*** Begin section ***
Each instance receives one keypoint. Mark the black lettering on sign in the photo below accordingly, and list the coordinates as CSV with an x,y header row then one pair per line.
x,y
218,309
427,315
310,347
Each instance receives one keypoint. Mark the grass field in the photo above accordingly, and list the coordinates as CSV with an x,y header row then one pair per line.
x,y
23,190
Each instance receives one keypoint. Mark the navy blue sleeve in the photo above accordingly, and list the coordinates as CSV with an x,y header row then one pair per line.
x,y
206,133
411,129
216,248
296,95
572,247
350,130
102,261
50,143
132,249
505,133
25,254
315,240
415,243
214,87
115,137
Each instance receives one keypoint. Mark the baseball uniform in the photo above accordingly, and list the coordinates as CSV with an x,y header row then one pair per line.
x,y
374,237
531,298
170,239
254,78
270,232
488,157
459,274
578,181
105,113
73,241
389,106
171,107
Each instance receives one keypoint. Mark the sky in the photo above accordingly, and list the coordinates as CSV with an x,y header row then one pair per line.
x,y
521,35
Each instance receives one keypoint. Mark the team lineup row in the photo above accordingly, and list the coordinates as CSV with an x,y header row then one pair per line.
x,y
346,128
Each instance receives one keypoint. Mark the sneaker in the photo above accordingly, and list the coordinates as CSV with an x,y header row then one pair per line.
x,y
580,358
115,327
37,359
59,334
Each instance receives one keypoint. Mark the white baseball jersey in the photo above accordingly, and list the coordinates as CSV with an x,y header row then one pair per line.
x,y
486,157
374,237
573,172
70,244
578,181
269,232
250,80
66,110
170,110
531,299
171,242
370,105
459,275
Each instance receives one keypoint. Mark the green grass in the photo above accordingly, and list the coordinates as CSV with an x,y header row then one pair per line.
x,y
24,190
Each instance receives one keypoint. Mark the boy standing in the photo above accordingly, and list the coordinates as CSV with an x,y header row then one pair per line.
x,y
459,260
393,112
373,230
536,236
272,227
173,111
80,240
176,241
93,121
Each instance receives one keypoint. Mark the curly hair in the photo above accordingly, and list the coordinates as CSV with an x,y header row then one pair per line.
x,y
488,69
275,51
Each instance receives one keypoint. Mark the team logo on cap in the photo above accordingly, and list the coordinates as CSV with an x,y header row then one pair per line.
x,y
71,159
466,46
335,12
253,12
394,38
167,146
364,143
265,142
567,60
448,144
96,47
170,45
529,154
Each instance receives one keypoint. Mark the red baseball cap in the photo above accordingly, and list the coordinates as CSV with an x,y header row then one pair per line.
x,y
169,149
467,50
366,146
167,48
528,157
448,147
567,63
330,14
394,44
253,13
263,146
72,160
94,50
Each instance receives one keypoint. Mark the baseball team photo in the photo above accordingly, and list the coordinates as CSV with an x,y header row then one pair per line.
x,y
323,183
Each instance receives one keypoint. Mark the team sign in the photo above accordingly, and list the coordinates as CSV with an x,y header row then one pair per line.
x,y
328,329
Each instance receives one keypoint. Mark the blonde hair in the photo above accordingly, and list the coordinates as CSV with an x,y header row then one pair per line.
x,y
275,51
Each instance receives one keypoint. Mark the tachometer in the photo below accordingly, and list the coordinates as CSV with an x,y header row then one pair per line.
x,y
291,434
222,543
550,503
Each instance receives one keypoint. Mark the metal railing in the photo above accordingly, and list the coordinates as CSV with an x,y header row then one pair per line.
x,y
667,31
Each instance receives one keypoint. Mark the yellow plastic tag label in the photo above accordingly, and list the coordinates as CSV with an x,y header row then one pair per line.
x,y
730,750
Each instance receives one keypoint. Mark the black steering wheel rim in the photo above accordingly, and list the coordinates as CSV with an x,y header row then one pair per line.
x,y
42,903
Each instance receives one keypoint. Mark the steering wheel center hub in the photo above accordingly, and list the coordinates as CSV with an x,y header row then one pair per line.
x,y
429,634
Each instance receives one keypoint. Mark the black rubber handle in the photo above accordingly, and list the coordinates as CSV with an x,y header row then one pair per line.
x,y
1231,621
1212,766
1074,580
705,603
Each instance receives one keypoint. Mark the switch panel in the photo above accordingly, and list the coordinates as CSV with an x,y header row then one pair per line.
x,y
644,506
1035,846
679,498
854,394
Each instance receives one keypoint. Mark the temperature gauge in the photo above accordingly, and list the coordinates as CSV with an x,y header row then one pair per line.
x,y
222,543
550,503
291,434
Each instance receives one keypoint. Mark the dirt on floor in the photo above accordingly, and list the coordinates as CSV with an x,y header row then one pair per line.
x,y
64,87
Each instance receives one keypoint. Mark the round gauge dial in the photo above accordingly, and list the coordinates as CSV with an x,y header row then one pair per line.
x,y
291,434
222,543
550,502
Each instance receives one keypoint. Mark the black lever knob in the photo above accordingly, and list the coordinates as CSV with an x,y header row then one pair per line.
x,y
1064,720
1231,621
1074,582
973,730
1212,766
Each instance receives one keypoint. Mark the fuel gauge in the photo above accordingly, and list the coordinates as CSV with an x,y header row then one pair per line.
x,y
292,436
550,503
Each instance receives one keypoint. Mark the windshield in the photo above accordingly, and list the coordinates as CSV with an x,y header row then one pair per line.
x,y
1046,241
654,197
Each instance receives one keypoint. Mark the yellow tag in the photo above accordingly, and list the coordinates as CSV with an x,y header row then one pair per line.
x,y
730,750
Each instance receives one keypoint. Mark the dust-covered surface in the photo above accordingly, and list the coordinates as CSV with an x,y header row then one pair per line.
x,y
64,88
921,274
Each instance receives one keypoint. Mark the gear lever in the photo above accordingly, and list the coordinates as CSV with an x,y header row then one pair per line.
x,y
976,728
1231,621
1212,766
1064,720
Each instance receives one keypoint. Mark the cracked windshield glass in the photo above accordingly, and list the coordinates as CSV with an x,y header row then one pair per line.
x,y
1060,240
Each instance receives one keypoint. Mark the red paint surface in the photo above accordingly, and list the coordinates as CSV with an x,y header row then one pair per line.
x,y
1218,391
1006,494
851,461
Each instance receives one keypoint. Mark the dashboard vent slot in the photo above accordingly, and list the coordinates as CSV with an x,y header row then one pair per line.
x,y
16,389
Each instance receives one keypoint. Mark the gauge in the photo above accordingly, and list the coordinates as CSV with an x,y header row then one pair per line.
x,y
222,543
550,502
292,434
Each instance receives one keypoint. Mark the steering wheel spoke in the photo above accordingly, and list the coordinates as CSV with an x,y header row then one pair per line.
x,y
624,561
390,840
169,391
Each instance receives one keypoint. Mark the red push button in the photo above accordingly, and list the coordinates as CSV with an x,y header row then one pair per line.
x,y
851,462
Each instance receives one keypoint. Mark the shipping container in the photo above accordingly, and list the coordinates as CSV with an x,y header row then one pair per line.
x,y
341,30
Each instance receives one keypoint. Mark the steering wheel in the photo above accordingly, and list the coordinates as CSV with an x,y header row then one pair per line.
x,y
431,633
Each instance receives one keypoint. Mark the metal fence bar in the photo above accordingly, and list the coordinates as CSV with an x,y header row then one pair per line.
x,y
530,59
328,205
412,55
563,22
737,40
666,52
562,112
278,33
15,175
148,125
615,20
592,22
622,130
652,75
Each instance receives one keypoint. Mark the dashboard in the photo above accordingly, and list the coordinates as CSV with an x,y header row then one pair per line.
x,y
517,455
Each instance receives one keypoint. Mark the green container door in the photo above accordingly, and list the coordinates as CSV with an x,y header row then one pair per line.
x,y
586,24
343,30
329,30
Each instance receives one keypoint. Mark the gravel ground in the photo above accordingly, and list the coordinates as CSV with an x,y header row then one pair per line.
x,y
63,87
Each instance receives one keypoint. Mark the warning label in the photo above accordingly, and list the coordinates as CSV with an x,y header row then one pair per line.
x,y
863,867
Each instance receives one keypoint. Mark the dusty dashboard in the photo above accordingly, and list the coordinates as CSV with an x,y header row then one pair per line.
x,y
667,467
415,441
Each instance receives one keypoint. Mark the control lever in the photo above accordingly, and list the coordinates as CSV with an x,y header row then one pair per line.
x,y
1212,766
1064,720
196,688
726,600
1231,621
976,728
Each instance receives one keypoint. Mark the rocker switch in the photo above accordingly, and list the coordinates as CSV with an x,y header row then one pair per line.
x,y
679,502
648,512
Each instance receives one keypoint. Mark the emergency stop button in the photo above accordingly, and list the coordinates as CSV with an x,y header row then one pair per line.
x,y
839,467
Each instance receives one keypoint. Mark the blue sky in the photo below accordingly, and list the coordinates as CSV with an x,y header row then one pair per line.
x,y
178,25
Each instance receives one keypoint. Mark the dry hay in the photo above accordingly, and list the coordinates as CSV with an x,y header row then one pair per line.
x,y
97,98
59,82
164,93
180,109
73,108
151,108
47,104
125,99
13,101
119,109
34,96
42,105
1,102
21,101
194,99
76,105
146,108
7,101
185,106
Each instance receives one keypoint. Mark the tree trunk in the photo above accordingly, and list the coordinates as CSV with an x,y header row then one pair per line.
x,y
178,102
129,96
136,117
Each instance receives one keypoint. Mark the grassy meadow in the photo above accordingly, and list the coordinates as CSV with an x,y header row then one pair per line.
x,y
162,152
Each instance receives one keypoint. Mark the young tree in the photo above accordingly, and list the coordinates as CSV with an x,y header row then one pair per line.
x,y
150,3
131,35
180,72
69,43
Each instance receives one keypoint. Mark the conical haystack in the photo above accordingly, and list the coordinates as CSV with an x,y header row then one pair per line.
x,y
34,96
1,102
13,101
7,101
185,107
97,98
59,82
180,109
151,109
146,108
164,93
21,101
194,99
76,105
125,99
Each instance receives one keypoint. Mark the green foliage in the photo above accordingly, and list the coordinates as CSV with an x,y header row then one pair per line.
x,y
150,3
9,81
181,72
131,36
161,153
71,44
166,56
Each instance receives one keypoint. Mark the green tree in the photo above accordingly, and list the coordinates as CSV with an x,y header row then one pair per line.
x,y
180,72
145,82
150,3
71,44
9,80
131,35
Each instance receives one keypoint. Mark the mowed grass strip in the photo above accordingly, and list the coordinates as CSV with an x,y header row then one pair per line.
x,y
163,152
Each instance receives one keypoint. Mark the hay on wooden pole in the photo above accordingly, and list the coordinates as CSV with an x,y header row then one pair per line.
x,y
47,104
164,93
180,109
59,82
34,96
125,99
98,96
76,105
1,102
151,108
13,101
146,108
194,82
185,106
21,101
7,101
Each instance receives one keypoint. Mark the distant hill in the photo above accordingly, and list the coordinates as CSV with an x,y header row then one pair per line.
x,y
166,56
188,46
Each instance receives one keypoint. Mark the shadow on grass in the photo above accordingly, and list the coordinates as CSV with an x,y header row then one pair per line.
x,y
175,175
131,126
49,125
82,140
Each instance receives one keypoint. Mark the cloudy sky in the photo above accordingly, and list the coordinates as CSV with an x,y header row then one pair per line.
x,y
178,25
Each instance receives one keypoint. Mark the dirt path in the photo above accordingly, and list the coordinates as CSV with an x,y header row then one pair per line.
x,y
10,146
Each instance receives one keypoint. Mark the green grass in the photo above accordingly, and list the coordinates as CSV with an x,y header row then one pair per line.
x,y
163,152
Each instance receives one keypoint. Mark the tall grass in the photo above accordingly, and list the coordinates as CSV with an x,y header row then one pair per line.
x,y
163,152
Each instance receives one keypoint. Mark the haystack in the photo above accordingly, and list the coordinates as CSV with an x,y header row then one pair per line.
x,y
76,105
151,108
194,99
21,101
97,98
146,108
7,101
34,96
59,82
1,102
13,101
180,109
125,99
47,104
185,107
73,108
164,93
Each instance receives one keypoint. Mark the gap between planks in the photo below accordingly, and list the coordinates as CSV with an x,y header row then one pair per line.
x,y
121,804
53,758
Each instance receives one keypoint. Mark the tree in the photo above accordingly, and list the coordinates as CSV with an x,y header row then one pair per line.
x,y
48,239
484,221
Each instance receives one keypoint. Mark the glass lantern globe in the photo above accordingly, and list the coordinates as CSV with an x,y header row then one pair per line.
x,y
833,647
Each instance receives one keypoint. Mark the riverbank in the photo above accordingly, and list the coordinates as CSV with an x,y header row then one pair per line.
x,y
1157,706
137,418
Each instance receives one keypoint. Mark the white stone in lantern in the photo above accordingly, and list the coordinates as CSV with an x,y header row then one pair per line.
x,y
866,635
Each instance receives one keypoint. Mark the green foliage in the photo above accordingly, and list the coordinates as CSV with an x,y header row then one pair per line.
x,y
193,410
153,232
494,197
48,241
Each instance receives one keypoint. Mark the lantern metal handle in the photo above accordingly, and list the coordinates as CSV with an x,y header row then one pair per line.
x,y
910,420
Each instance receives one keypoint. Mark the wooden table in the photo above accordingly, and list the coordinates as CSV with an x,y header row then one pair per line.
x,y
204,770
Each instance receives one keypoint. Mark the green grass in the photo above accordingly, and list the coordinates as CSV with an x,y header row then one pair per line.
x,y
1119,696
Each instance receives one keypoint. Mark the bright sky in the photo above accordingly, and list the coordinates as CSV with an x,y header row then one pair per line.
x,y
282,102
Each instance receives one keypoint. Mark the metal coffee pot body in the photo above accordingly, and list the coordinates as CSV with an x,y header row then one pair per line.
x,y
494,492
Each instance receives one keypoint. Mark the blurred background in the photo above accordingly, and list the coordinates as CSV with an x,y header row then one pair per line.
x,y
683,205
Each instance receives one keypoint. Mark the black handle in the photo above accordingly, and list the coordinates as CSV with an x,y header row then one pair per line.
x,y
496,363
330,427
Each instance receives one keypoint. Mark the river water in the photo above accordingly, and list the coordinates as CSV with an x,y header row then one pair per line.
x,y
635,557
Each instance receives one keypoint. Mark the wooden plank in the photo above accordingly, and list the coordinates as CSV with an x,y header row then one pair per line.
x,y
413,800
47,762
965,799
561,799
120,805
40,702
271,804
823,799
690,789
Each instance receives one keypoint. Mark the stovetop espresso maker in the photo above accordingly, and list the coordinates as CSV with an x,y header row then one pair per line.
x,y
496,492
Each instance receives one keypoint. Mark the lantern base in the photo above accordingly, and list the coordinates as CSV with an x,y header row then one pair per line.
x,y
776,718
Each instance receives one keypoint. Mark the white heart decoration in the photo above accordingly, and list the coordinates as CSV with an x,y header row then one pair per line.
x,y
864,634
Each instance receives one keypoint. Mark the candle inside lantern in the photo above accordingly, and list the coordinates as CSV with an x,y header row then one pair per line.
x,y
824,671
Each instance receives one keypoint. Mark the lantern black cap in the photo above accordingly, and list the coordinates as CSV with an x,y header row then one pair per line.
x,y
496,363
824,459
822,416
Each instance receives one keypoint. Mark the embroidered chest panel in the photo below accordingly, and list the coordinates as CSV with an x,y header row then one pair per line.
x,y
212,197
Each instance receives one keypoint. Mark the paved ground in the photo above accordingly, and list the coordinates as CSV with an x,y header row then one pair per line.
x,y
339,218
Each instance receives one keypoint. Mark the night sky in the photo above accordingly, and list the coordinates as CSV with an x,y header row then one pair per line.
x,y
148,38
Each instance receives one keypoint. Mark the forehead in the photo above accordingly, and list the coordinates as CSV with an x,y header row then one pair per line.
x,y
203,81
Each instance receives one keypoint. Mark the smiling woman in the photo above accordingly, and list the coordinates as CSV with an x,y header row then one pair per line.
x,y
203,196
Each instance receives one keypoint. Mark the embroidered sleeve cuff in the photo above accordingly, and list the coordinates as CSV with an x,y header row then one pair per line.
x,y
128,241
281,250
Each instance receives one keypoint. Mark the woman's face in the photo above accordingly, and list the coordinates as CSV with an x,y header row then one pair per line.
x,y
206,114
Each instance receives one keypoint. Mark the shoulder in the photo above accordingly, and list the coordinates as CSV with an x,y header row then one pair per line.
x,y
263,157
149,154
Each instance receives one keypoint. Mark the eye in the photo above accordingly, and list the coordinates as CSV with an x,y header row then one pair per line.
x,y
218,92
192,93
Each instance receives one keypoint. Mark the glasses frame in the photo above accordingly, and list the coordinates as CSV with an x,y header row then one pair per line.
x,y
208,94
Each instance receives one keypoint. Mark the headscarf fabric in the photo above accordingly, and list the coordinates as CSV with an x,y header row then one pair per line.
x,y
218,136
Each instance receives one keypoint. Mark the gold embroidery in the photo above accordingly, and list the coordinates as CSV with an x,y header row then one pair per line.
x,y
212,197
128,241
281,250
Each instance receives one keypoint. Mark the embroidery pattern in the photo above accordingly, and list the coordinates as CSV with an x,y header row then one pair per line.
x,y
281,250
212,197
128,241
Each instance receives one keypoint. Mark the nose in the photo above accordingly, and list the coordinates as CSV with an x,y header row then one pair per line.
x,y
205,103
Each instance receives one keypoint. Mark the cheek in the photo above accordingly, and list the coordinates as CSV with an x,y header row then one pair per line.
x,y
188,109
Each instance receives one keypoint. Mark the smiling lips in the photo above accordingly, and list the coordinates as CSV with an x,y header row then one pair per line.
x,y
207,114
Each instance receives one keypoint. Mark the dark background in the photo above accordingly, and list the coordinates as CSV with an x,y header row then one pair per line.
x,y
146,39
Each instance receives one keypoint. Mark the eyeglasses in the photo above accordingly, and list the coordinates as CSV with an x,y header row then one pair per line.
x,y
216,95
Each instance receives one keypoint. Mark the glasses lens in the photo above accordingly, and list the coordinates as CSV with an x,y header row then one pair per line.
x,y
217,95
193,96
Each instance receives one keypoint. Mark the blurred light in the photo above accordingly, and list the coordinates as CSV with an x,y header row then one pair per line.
*** End section ***
» Directions for this task
From the line containing "Each instance receives one keypoint. Mark the gold" through the last line of the entries above, print each line exactly as it stands.

» Result
Each instance receives one keypoint. Mark the gold embroidery in the photo above accordingly, and list the coordinates as CSV with an x,y header row then one pair per line.
x,y
212,197
128,241
281,250
Each instance receives one keypoint. Mark the embroidery pattern in the photo above accordingly, and list the coordinates as CSV with an x,y header row then one pair per line.
x,y
281,250
212,197
128,241
Each instance receives one keypoint. Mark the nose in the photo above accordingly, and list the coordinates as CSV with an x,y header row then one pair per line.
x,y
205,103
Each instance receives one keypoint. Mark the cheek in the photo above accordingly, and list the coordinates as CSV with an x,y header row then one pair per line.
x,y
188,109
Each instance receives one keypoint. Mark the smiling lips in the photo above accordingly, and list the coordinates as CSV with an x,y header row then one pair per line.
x,y
207,114
Each instance receives one keypoint. Mark the dark background in the photo above accordingly, and list the coordinates as CSV with an x,y header row then one pair per line.
x,y
146,39
Each instance receives one keypoint. Mark the eyeglasses in the photo above accordingly, and list the coordinates as CSV with an x,y header row then one pair per line.
x,y
216,95
Each instance receives one keypoint. Mark the glasses lens in the photo above accordingly, and list the coordinates as CSV with an x,y header row then one pair per line.
x,y
217,95
193,96
Each instance receives one keypoint. Mark the blurred light in the photo above accordingly, and list the coordinates as CSV with an x,y header row then one pair per line.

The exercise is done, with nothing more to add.